*** Dataset excerpts

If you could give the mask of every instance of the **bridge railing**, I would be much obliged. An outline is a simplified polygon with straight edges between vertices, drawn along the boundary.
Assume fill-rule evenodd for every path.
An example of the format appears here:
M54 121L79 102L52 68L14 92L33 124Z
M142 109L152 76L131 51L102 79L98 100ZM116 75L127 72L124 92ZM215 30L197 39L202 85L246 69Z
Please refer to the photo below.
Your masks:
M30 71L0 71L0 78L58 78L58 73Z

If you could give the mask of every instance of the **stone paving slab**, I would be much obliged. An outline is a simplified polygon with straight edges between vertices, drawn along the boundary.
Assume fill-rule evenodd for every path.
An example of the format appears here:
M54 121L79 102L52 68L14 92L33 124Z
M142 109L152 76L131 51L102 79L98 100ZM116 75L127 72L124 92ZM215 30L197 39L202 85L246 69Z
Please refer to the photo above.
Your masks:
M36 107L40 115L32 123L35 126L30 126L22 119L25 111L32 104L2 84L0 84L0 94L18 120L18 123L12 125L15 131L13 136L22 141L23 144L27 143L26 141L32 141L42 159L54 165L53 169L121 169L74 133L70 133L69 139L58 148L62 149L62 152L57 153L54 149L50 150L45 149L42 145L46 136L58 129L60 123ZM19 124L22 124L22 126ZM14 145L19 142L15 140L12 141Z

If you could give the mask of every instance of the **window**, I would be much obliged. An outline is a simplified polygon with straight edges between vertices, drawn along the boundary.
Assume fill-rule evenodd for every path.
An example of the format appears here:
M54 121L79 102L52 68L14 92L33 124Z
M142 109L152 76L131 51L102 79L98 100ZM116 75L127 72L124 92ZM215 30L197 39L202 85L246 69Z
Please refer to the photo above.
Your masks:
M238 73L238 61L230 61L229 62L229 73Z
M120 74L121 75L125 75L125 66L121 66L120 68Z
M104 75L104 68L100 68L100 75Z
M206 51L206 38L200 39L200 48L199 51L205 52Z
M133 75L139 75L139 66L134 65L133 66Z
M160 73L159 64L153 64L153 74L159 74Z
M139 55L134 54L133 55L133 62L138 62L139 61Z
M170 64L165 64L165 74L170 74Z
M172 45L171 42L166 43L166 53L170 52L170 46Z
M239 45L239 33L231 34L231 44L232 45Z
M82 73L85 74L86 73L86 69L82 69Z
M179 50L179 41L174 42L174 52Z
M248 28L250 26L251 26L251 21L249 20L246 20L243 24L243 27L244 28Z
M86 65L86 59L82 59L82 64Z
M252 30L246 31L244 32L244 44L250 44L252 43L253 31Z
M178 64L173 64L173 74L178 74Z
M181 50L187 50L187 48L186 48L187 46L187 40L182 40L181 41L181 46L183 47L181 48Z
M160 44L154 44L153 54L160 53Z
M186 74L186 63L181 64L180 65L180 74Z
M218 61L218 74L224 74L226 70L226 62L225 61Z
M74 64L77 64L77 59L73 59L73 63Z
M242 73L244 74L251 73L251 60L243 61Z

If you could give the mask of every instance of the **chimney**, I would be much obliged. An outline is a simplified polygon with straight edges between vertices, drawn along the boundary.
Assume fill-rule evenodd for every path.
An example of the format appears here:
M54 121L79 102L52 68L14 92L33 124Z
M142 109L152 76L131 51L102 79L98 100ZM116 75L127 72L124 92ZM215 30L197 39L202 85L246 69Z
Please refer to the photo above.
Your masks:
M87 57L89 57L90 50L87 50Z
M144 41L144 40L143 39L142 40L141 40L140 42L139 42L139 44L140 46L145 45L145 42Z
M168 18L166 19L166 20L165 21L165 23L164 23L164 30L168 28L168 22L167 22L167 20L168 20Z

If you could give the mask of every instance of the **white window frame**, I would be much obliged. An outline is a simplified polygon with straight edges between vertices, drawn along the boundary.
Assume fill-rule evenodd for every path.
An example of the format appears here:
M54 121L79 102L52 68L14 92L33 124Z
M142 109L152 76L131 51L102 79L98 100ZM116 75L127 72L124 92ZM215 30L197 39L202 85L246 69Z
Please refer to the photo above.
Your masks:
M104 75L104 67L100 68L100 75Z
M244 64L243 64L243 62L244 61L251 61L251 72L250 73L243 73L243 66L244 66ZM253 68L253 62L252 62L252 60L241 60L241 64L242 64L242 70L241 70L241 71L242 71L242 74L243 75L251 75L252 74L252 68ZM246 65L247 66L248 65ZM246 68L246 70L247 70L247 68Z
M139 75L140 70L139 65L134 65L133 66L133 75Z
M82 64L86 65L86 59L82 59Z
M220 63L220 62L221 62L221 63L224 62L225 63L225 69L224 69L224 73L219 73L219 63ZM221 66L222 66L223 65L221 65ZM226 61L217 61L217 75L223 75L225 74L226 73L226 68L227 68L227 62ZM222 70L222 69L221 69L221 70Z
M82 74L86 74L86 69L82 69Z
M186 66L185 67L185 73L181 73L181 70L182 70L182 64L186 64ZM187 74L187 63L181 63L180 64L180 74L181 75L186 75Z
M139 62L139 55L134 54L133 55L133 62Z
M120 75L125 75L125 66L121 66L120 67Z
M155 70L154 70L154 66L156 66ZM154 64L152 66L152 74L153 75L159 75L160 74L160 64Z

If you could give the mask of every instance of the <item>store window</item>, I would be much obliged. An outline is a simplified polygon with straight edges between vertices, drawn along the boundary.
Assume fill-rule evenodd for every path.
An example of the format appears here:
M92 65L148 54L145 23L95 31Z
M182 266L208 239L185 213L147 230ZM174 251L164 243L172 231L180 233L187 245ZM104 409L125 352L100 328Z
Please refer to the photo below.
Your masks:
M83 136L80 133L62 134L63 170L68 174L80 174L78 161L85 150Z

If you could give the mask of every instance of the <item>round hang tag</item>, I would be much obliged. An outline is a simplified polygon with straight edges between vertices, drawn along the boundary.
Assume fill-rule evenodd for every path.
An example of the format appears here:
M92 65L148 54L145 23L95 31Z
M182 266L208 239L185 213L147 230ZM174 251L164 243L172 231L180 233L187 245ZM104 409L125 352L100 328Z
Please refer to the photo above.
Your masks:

******

## What to work on
Duplicate all of the records above line for line, with no changes.

## Result of the exercise
If you could give the mask of every instance of the **bridge railing**, I would be much obliged. An outline is a simplified polygon with straight edges between vertices, drawn along the boundary.
Assume fill-rule evenodd for every path.
An example of the format appears here:
M54 121L79 102L52 68L14 92L33 124Z
M142 109L152 76L131 51L102 79L98 100ZM116 75L127 72L124 92ZM215 30L197 39L202 85L246 69Z
Please refer to the photo below.
Your masks:
M30 71L0 71L0 78L58 78L58 73Z

If you could give the mask of every instance of the **stone paving slab**, I would be much obliged. An outline is a simplified polygon with straight edges between vertices, drawn along the boundary.
Assume fill-rule evenodd for every path.
An example of the format appears here:
M54 121L79 102L52 68L14 92L33 124Z
M142 109L152 76L131 51L102 79L98 100ZM116 75L127 72L124 92ZM215 30L197 39L202 85L246 69Z
Please refer to the photo above.
Your masks:
M36 107L40 115L32 123L35 126L30 126L22 119L25 111L32 104L2 84L0 84L0 94L18 120L18 123L12 125L15 131L13 136L22 141L23 144L27 143L26 141L32 141L42 159L54 165L53 169L121 169L74 133L70 133L69 139L58 148L62 149L62 152L57 153L54 149L50 150L45 149L42 145L46 136L58 129L60 123ZM19 124L22 124L22 126ZM14 145L19 142L15 140L12 141Z

If you could give the mask of every instance of the **window**, I would be much obliged. An outline is a simplified polygon with straight edges between vertices, drawn along the boundary.
Assume fill-rule evenodd for every path.
An example of the format appears here:
M54 121L79 102L52 68L14 92L33 124Z
M142 109L152 76L131 51L102 79L98 100ZM116 75L127 72L124 92ZM215 30L197 39L202 85L246 69Z
Please refer to the photo above.
Your masks:
M238 73L238 61L230 61L229 62L229 73Z
M120 74L121 75L125 75L125 66L121 66L120 68Z
M104 75L104 68L100 68L100 75Z
M206 51L206 38L200 39L200 48L199 51L205 52Z
M133 75L139 75L139 66L134 65L133 66Z
M160 73L159 64L153 64L153 74L159 74Z
M139 55L134 54L133 55L133 62L138 62L139 61Z
M170 64L165 64L165 74L170 74Z
M172 45L171 42L166 43L166 53L170 52L170 46Z
M239 45L239 33L231 34L231 44L232 45Z
M82 73L85 74L86 73L86 69L82 69Z
M179 50L179 41L174 42L174 52Z
M248 28L250 26L251 26L251 21L249 20L246 20L243 24L243 27L244 28Z
M86 65L86 59L82 59L82 64Z
M252 30L246 31L244 32L244 44L250 44L252 43L253 31Z
M178 64L173 64L173 74L178 74Z
M181 50L187 50L187 48L186 48L187 46L187 40L182 40L181 41L181 46L183 47L181 48Z
M160 44L154 44L153 54L160 53Z
M186 74L186 63L181 64L180 65L180 74Z
M218 61L218 74L224 74L226 70L226 62L225 61Z
M74 64L77 64L77 59L73 59L73 63Z
M242 73L244 74L251 73L251 60L243 61Z

If you could give the mask of every instance of the **chimney**, I would be much obliged. An outline is a simplified polygon with straight edges between vertices, drawn along the boundary.
Assume fill-rule evenodd for every path.
An example of the format appears here:
M54 121L79 102L52 68L14 92L33 124Z
M142 109L152 76L131 51L102 79L98 100ZM116 75L127 72L124 92ZM215 30L197 39L202 85L246 69Z
Please refer to the photo above.
Your masks:
M87 57L89 57L90 50L87 50Z
M144 41L144 40L143 39L142 40L141 40L140 42L139 42L139 44L140 46L145 45L145 42Z
M168 18L166 19L166 20L165 21L165 23L164 23L164 30L168 28L168 22L167 22L167 20L168 20Z

If you could give the mask of every instance of the **white window frame**, I would be much obliged. An outline is a simplified polygon with straight edges between vertices, drawn along the boundary.
Assume fill-rule evenodd for every path.
An example of the format appears here:
M54 121L79 102L52 68L14 92L33 124Z
M142 109L152 76L131 51L102 79L98 100ZM116 75L127 72L124 92ZM215 30L197 39L202 85L246 69Z
Please refer to the photo above.
Your masks:
M104 75L104 67L100 68L100 75Z
M244 64L243 64L243 62L244 61L251 61L251 72L250 73L243 73L243 66L244 66ZM253 68L253 62L252 62L252 60L241 60L241 64L242 64L242 70L241 70L241 71L242 71L242 74L243 75L251 75L252 74L252 68ZM246 65L247 66L248 65ZM246 68L246 70L247 70L247 68Z
M139 75L140 70L139 65L134 65L133 66L133 75Z
M82 64L86 65L86 59L82 59Z
M220 63L220 62L221 62L221 63L224 62L225 63L225 69L224 69L224 73L219 73L219 63ZM221 66L222 66L223 65L221 65ZM226 61L217 61L217 75L223 75L225 74L226 73L226 68L227 68L227 62ZM222 70L222 69L221 69L221 70Z
M82 74L86 74L86 69L82 69Z
M186 66L185 67L185 73L181 73L181 70L182 70L182 64L186 64ZM187 74L187 63L181 63L180 64L180 74L181 75L186 75Z
M139 62L139 55L134 54L133 55L133 62Z
M120 75L125 75L125 66L121 66L120 67Z
M155 70L154 70L154 66L156 66ZM154 64L152 66L152 74L153 75L159 75L160 74L160 64Z

If you could give the mask of every instance of the <item>store window</item>, I would be much obliged. An outline is a simplified polygon with straight edges between vertices, drawn along the boundary.
Assume fill-rule evenodd for every path.
An example of the format appears here:
M92 65L148 54L145 23L95 31Z
M182 266L208 239L185 213L147 230ZM174 251L164 243L172 231L180 233L187 245ZM104 409L125 352L100 328Z
Please refer to the photo below.
Your masks:
M83 136L80 133L62 134L63 170L68 174L80 174L78 161L85 150Z

If you could give the mask of every instance of the <item>round hang tag</item>, I would be much obliged. An outline is a simplified polygon with straight edges between vertices, drawn along the boundary.
Assume fill-rule evenodd for every path.
An example of the format appears here:
M92 65L148 54L145 23L95 31Z
M182 266L208 239L185 213L147 230ZM174 251L164 243L172 231L180 233L187 245ZM104 409L125 352L100 328Z
Please refer to the photo above.
Your masks:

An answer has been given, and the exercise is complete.